TASK:
The full set of records is to be reproduced verbatim.

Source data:
***
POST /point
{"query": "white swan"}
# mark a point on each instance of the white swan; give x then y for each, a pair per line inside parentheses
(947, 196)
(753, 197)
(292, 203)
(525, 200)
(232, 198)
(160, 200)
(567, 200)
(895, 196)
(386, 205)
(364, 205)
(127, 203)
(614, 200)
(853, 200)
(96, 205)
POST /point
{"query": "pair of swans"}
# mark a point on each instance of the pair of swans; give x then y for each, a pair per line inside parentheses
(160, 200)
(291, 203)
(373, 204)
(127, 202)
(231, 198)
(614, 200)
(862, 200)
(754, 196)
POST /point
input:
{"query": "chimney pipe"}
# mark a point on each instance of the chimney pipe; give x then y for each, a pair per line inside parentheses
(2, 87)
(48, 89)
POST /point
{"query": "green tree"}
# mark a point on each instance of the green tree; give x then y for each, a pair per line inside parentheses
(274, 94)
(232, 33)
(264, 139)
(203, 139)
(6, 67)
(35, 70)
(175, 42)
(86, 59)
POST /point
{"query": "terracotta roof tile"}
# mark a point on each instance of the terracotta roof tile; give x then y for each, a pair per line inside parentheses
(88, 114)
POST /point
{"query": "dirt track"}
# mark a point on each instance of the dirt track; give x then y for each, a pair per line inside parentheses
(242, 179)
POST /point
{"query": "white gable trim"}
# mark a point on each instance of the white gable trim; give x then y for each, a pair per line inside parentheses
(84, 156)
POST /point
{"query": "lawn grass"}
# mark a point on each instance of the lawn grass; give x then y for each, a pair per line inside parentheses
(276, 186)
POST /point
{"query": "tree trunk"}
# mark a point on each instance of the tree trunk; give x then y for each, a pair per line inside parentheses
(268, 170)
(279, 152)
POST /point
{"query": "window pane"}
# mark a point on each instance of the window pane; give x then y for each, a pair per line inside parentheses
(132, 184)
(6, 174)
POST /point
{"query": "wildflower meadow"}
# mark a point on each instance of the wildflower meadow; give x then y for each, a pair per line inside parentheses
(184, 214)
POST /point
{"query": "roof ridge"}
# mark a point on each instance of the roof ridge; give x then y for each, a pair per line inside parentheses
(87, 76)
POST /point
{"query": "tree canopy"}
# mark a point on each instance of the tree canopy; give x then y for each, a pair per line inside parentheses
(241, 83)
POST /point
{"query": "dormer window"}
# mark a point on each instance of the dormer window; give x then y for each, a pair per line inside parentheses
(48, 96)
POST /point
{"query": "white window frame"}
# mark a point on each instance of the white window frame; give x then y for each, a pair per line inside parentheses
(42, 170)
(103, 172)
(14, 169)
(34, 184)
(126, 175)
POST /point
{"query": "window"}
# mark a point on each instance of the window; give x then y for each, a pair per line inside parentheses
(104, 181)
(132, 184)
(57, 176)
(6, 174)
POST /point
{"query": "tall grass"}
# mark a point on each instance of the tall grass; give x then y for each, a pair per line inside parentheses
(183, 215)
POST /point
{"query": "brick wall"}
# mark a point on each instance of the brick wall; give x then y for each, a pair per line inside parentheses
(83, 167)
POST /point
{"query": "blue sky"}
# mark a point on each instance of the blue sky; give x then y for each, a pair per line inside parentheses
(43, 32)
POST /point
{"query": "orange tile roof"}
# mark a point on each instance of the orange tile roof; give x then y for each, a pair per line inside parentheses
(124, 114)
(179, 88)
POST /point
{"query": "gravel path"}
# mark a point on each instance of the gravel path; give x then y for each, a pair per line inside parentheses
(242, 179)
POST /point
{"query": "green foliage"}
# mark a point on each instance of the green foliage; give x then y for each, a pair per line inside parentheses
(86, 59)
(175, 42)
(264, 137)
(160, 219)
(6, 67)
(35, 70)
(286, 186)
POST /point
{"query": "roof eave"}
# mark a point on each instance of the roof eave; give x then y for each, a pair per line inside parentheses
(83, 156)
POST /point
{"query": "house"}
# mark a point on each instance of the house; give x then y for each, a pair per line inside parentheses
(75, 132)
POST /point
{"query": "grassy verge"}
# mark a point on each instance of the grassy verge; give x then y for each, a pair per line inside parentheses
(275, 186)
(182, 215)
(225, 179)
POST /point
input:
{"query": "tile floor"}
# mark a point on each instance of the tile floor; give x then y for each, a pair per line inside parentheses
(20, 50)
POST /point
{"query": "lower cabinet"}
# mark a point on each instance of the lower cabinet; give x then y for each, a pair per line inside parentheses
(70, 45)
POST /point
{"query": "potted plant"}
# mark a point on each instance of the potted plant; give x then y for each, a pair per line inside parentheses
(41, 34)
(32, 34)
***
OUTPUT OF THE TASK:
POST /point
{"query": "white swan"}
# mark a point on each instance of the white swan; give x then y for each, a pair per line inside parentheses
(947, 196)
(753, 197)
(292, 203)
(525, 200)
(232, 198)
(160, 200)
(567, 200)
(895, 196)
(386, 205)
(364, 205)
(127, 203)
(614, 200)
(853, 200)
(96, 205)
POST /point
{"query": "pair of swans"}
# mark a point on each instance of the pair of swans; give x then y for each, a pair per line inside parentheses
(160, 200)
(291, 203)
(373, 204)
(127, 202)
(231, 198)
(614, 200)
(862, 200)
(754, 196)
POST /point
input:
{"query": "chimney pipe"}
# mark a point on each instance of the chimney pipe; give x then y for each, a pair per line inside parentheses
(2, 87)
(48, 89)
POST /point
{"query": "green tree"}
# mark a point on each instance of the green tree; give x then y for each, a pair per line inside parentheses
(274, 94)
(232, 33)
(264, 139)
(203, 139)
(6, 67)
(35, 70)
(175, 42)
(86, 59)
POST /point
{"query": "terracotta roof tile"}
# mark a point on each instance of the terracotta roof tile; give x then y for each, a pair per line inside parentheses
(88, 114)
POST /point
{"query": "dirt track"}
# mark a point on each instance of the dirt track; give x then y for each, a pair per line inside parentheses
(242, 179)
POST /point
{"query": "white gable trim"}
# mark a point on each instance of the white gable trim; give x then y for each, a pair per line inside parentheses
(84, 156)
POST /point
{"query": "lawn grass"}
# mark a point on each instance of the lawn grass; give x then y for each, a pair per line inside parentheses
(276, 186)
POST /point
{"query": "tree trunk"}
# mark a point on each instance of the tree trunk; give x then y for each, a pair per line inside parentheses
(268, 170)
(279, 152)
POST /point
{"query": "window pane"}
# mark a point on each instance of the window pane; give x then y for each, a pair per line inside parentheses
(132, 184)
(6, 174)
POST /point
{"query": "wildflower meadow"}
# mark a point on each instance of the wildflower meadow; give x then y for each, a pair per line inside parentheses
(184, 214)
POST /point
{"query": "roof ridge"}
# mark a point on each instance of the roof ridge; give x then y for each, a pair per line inside parentheses
(87, 76)
POST /point
{"query": "tree canopy"}
# mark a point on each instance of the tree canopy; give x then y for each, a pair per line inside parentheses
(241, 83)
POST /point
{"query": "dormer window"}
# mark a point on each instance of the dormer window; give x then y for each, a pair per line inside parentheses
(48, 96)
POST /point
{"query": "white window frame"}
# mark a point on each instance of the white window frame; give x then y for each, a pair per line inside parentheses
(42, 170)
(103, 172)
(14, 169)
(34, 184)
(126, 175)
POST /point
{"query": "window"}
# mark a point on each instance of the window; give x then y for each, a pair per line inside parentheses
(104, 181)
(132, 184)
(57, 176)
(6, 174)
POST /point
{"query": "tall grass"}
# mark a point on each instance of the tall grass; give x then y for each, a pair per line inside parentheses
(183, 215)
POST /point
{"query": "brick wall"}
# mark a point on each instance of the brick wall; give x then y for each, a pair per line inside parentheses
(83, 167)
POST /point
{"query": "blue sky"}
# mark a point on each instance of the blue sky; give x then y for each, a pair per line inside parentheses
(43, 32)
POST /point
{"query": "orange tile roof"}
# mark a point on each instance of the orange tile roof; give x then y for each, a pair per line inside parentheses
(124, 114)
(179, 88)
POST /point
{"query": "gravel path"}
# mark a point on each instance of the gravel path; give x then y for each, a pair per line inside parentheses
(242, 179)
POST /point
{"query": "green foliage"}
# mark a point on each instance of the green foliage; give x then y for each, a pair per line inside parentheses
(86, 59)
(175, 42)
(264, 137)
(160, 219)
(6, 67)
(35, 70)
(286, 186)
POST /point
{"query": "roof eave"}
# mark a point on each instance of the roof eave; give x then y for each, a pair per line inside parentheses
(83, 156)
POST /point
{"query": "house"}
# mark a point on each instance of the house; give x then y for each, a pair per line inside parentheses
(75, 132)
POST /point
{"query": "grassy verge"}
# mark a point on each instance of the grassy verge; give x then y for each, a pair per line inside parentheses
(275, 186)
(182, 215)
(225, 179)
POST /point
input:
{"query": "tile floor"}
# mark a point on each instance of the tile floor; give x then y for each, a pair per line inside parentheses
(20, 50)
POST /point
{"query": "lower cabinet"}
# mark a point on each instance of the lower cabinet; give x then y for each, a pair per line inside parentheses
(70, 45)
POST /point
{"query": "potted plant"}
# mark a point on each instance of the potted plant; give x then y for each, a pair per line inside parentheses
(41, 34)
(32, 34)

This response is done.